**About this task**
Starting at the line that contains "Target: woman's wrist", copy every line to the end of the material below exactly, and omit the pictures.

**Given information**
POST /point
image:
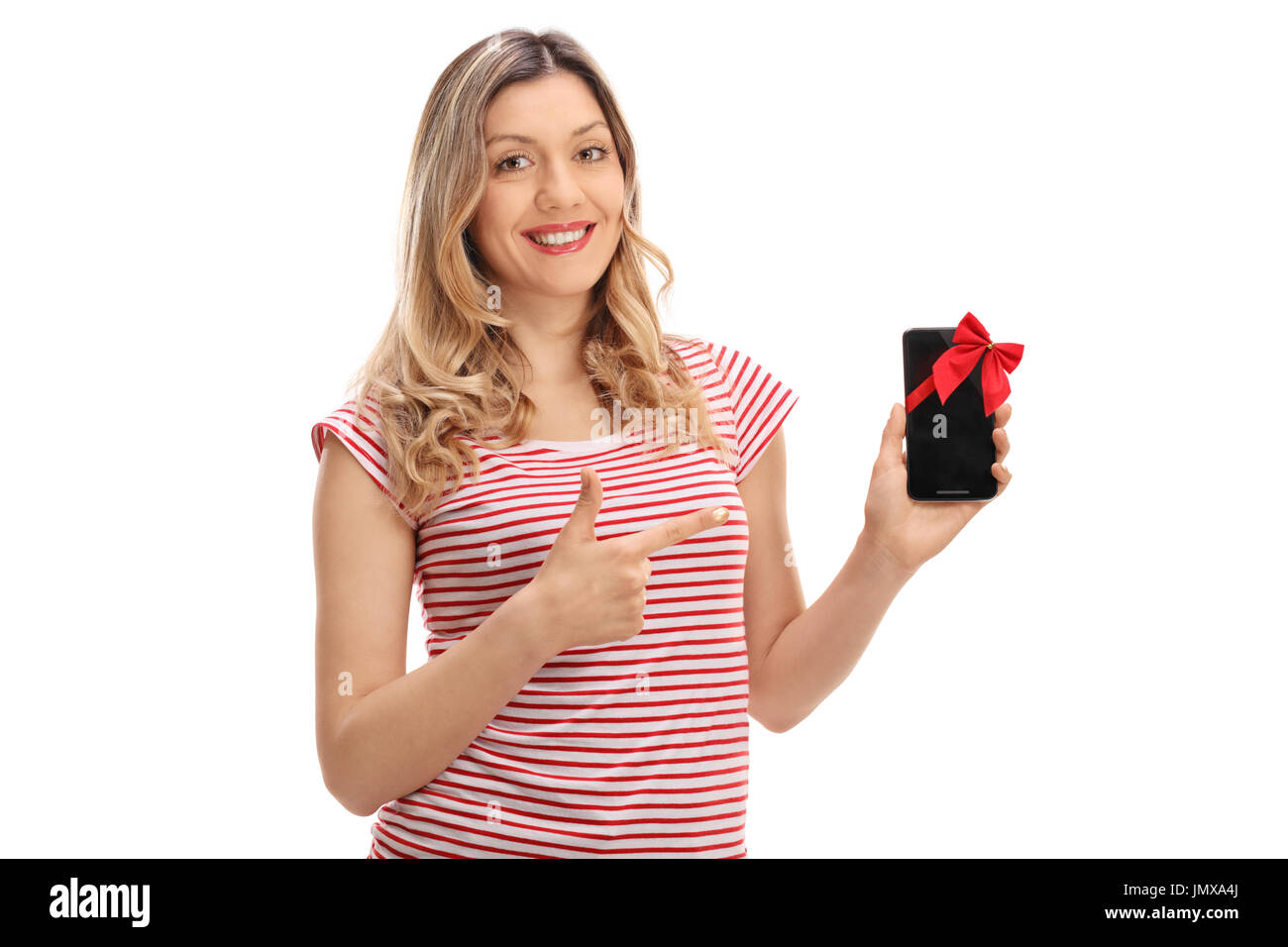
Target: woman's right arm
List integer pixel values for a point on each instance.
(382, 732)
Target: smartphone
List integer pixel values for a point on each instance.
(951, 450)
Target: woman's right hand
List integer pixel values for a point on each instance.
(592, 591)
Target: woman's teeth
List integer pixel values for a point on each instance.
(557, 239)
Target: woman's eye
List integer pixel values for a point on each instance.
(503, 163)
(507, 166)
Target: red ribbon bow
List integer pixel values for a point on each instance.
(970, 344)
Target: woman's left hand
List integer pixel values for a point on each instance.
(910, 531)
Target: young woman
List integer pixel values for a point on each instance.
(591, 512)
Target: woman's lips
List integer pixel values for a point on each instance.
(574, 247)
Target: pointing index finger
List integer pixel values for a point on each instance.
(675, 530)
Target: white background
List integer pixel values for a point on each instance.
(198, 221)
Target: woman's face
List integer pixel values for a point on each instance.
(552, 159)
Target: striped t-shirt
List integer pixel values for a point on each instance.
(630, 749)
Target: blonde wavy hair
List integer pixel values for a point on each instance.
(441, 365)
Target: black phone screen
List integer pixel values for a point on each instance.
(949, 447)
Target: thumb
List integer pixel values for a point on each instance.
(892, 438)
(581, 523)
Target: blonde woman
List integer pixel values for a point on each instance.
(589, 512)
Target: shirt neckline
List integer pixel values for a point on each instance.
(566, 446)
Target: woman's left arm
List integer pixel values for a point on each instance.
(797, 655)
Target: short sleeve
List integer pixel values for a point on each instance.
(366, 444)
(758, 401)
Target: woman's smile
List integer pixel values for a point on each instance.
(561, 239)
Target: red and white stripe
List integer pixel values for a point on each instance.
(635, 749)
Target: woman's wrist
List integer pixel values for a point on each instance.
(532, 618)
(879, 558)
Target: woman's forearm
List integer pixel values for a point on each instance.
(404, 733)
(819, 648)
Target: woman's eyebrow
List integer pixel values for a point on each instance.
(583, 131)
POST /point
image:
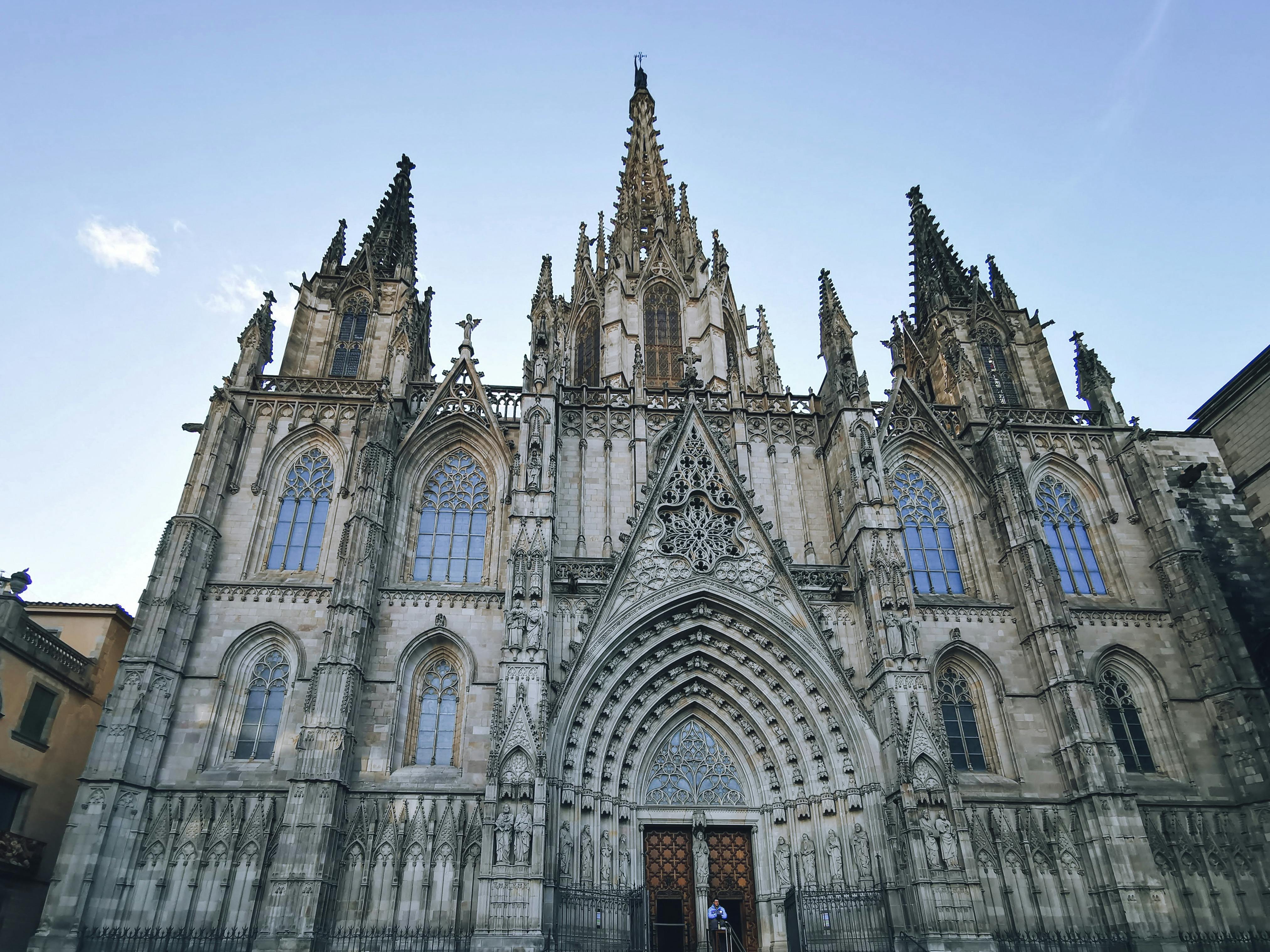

**Completed exercise**
Target: woman's wrist
List integer pixel values for a point on each instance.
(532, 618)
(879, 558)
Target: woman's forearm
List integer pixel values for a point on each instance.
(404, 733)
(819, 648)
Target: woman's eyebrow
List integer pixel values for a point on each instance.
(583, 131)
POST /point
image:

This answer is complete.